Task prompt: Display every line below that contains the string "snow", copying each in full. Match case exactly.

================================

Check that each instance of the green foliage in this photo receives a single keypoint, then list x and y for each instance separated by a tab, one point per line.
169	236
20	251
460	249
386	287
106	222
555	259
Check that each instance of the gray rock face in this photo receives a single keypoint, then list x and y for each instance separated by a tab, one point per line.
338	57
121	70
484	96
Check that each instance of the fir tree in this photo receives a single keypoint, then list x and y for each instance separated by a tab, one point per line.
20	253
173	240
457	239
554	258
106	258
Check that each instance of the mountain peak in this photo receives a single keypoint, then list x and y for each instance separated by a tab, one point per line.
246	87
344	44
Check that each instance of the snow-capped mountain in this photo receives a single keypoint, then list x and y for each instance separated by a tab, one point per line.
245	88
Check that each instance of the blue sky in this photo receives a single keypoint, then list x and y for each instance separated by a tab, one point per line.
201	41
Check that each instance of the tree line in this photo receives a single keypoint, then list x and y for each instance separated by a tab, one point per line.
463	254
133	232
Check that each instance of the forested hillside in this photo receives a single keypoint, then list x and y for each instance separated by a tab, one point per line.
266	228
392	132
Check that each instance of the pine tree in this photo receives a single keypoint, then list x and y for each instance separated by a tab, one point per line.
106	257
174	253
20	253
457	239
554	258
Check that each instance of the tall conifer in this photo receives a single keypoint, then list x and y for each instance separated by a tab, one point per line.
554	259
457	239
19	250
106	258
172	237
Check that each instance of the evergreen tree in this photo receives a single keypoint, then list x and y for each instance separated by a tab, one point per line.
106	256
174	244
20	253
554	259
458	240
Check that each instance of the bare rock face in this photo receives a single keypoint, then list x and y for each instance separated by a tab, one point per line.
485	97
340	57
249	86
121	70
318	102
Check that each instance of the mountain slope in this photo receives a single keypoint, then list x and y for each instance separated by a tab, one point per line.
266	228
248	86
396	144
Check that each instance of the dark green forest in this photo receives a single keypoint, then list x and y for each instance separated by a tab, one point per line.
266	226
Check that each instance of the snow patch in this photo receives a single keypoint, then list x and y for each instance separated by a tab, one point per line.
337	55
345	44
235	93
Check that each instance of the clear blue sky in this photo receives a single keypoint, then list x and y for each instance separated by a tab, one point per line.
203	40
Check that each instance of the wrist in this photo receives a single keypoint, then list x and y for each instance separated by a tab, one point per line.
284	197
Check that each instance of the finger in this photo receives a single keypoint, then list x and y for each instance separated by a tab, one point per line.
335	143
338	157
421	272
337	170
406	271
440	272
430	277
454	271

================================

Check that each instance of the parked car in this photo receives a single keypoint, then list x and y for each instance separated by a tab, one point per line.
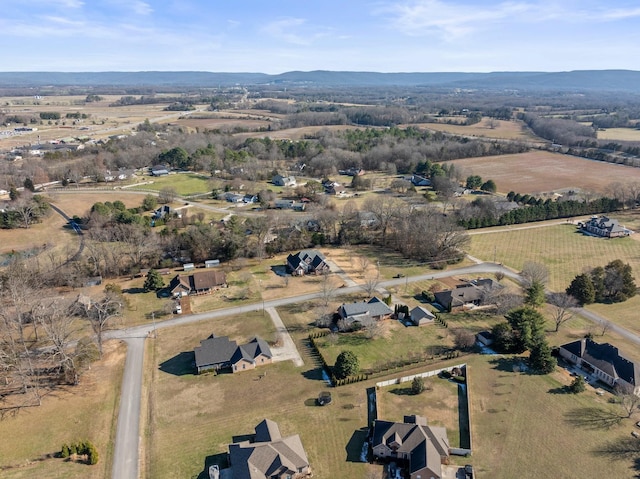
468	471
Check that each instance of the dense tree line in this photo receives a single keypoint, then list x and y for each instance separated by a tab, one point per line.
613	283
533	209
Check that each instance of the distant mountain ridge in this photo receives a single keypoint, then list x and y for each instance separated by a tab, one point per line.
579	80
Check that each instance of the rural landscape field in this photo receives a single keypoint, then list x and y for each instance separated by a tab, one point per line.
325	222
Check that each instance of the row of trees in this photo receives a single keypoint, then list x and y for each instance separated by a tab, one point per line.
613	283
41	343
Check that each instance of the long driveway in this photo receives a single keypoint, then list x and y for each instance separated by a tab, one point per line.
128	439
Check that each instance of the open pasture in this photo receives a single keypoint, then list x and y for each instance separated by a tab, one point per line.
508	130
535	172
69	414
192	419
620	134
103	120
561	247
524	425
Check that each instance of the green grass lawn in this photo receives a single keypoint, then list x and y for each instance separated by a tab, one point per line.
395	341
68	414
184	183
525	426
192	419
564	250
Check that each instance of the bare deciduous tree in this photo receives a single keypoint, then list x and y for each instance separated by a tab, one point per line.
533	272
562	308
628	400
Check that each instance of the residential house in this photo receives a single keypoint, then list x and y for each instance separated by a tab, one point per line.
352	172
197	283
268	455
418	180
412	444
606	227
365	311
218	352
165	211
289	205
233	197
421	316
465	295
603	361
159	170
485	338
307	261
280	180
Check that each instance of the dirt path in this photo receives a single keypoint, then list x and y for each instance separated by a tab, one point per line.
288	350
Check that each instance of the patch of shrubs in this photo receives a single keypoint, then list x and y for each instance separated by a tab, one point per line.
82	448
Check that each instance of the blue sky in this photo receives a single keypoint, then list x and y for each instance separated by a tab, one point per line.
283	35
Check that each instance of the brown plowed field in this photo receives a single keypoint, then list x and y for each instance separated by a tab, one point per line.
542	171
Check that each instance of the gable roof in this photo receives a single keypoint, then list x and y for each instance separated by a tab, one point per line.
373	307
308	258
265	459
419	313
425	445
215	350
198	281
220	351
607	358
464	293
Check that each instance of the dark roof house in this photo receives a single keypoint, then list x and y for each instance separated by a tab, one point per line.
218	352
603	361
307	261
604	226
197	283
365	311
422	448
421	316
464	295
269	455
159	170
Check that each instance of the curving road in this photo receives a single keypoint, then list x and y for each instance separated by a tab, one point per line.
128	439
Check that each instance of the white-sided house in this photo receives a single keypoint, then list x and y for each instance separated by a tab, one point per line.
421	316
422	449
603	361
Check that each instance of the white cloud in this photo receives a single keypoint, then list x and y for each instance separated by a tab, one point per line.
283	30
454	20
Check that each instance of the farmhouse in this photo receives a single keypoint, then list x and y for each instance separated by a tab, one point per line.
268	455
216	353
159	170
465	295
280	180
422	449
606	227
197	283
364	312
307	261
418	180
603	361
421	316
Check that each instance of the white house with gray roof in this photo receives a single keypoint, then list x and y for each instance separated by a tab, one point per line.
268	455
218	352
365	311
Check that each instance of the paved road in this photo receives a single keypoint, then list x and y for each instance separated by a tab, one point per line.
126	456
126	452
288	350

================================

Exercise output:
Check that each instance of the snow-capped mountain in this photo receives a single keypoint, then list x and y for each instance separated by a tab, one point per line.
Check that each instance of the snow patch in this photo receives a single keypoint, then list x and y for each instance separated by a tab, one point per line.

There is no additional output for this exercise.